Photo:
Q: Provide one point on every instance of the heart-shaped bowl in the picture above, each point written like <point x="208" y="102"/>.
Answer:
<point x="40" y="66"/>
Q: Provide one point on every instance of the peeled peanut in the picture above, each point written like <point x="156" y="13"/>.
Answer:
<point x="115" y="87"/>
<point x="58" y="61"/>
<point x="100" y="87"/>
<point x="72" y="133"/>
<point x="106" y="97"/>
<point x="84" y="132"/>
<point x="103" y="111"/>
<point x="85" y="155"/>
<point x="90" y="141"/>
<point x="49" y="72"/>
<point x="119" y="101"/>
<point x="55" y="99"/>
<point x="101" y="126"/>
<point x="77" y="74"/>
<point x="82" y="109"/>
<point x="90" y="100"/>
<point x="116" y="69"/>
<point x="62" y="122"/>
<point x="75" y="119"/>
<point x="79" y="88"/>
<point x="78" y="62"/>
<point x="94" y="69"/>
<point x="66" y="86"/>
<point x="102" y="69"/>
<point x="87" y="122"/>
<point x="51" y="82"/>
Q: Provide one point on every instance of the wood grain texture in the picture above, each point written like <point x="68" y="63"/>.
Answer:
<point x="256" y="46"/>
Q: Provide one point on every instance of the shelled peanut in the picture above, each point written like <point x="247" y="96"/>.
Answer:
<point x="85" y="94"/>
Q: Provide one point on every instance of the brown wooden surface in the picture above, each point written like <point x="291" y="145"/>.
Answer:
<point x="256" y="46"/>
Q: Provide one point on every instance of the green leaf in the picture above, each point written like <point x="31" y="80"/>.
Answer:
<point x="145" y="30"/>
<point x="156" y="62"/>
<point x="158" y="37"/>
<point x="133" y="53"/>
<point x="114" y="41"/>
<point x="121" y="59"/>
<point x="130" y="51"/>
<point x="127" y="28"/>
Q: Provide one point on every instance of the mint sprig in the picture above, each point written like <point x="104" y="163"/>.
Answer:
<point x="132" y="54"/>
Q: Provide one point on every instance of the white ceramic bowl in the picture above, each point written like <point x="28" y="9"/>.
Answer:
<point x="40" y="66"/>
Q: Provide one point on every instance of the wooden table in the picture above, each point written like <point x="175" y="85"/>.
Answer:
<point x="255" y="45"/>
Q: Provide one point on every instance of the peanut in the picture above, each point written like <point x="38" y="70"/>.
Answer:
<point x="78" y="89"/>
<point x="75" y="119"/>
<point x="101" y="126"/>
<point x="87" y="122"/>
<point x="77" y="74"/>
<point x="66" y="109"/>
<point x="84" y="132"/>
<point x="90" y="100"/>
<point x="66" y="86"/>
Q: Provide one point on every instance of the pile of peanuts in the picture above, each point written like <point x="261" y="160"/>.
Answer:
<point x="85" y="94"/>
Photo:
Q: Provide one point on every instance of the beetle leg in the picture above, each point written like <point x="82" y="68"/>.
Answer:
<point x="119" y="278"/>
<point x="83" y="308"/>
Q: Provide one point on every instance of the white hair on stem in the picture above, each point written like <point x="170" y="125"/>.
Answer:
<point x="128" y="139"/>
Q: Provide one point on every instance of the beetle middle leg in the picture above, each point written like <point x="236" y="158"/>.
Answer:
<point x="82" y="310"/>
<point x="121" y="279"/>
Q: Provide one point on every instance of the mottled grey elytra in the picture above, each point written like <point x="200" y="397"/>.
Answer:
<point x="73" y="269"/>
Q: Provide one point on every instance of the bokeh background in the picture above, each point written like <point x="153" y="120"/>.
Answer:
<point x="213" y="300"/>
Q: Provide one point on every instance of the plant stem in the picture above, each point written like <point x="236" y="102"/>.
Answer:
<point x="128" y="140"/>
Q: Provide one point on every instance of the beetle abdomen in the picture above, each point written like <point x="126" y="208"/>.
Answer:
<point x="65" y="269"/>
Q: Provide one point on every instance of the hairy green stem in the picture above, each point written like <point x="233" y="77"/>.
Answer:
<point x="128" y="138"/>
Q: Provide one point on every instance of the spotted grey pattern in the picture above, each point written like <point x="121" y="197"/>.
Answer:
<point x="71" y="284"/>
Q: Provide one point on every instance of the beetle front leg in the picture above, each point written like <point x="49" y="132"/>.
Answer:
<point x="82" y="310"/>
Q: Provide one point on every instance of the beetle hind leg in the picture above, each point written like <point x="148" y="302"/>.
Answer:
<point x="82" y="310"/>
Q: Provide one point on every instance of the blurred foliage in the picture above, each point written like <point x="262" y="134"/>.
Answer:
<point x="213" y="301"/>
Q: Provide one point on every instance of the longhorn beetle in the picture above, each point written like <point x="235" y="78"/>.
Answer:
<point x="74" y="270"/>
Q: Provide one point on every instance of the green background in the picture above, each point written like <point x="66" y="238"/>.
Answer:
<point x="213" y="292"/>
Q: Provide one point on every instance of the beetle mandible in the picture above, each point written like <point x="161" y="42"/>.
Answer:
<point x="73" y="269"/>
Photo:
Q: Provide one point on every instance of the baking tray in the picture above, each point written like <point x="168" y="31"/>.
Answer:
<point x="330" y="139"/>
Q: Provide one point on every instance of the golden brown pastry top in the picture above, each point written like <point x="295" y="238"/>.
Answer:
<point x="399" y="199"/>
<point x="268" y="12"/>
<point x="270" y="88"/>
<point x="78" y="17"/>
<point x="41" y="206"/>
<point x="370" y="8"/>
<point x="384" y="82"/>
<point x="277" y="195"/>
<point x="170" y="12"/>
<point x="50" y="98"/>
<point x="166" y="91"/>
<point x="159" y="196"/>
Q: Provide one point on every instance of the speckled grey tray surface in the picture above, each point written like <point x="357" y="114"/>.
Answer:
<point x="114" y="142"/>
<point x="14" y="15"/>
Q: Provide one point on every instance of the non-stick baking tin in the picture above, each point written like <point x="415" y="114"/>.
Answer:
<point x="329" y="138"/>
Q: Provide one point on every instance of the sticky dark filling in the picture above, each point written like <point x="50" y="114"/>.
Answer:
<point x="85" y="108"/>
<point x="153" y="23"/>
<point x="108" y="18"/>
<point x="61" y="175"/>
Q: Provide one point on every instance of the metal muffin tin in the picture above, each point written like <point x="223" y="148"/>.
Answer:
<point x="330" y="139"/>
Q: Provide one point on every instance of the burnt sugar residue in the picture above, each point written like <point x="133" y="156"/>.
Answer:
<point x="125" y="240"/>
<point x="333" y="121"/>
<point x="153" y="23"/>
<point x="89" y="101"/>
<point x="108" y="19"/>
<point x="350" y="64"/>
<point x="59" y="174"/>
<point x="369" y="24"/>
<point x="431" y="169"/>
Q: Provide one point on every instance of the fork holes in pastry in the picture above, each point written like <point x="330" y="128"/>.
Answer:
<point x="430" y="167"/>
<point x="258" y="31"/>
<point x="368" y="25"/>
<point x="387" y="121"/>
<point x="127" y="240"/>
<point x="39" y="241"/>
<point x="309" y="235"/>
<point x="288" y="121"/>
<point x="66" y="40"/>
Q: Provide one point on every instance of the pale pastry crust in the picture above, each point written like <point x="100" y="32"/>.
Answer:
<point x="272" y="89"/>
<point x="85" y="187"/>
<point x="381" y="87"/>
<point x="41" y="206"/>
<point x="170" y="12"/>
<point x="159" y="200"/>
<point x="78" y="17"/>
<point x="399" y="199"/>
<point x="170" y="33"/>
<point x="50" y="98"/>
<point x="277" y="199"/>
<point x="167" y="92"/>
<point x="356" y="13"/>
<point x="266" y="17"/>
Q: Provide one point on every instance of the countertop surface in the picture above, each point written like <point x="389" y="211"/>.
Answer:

* * * *

Please copy out each line of the material that contains the string "stem".

TASK ANSWER:
Q: Provide one point on every instance of the white hair on stem in the picture above, each point written like <point x="170" y="125"/>.
Q: Provide one point on every instance of the plant stem in the picture above, each point written like <point x="236" y="102"/>.
Q: Provide one point on every instance of the hairy green stem in the picture above, each point written like <point x="233" y="77"/>.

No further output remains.